## WHAT THE TASK ASKS
An exact transcription of each entry below is required, without any pictures.
========
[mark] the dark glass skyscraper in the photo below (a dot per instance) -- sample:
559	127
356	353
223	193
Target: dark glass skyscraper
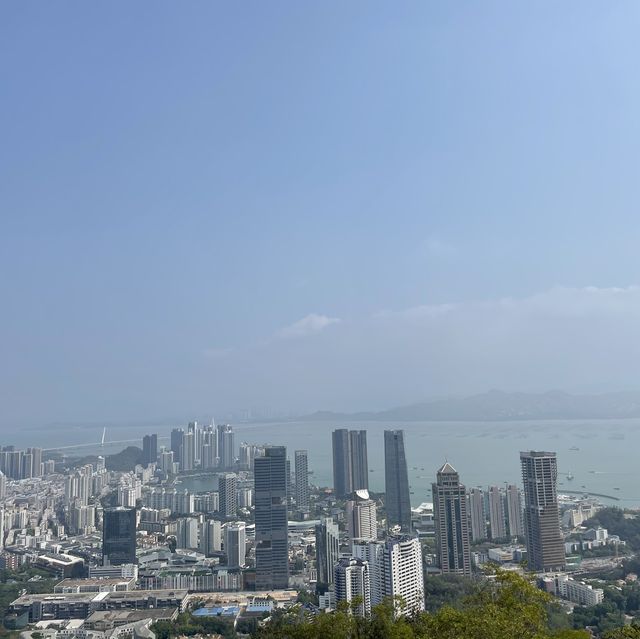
150	449
396	481
272	551
451	522
350	465
545	545
119	536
========
## RESPONSE TO THIS TASK
[mark] the dark glass skyscraper in the photo below (a dot per instance) -- sample:
559	127
356	353
223	193
Target: dark glass skyscraper
150	449
396	481
272	551
451	522
350	465
545	545
119	536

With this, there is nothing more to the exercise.